Goal of the exercise: Transcribe the data below verbatim, preserving every character and line break.

Input material:
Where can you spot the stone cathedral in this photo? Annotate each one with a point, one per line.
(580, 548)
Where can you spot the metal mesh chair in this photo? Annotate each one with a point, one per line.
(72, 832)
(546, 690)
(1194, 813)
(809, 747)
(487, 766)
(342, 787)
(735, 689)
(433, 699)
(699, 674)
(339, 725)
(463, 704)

Output for this exercise:
Where can you spot the stone cathedral in this photo? Annotate each one with a point, one per line.
(580, 548)
Where can you spot the metal mesh chair in this photo? Annotate each one with a point, one per line.
(72, 832)
(546, 690)
(1194, 813)
(809, 747)
(487, 766)
(342, 787)
(735, 689)
(433, 699)
(699, 674)
(339, 725)
(463, 704)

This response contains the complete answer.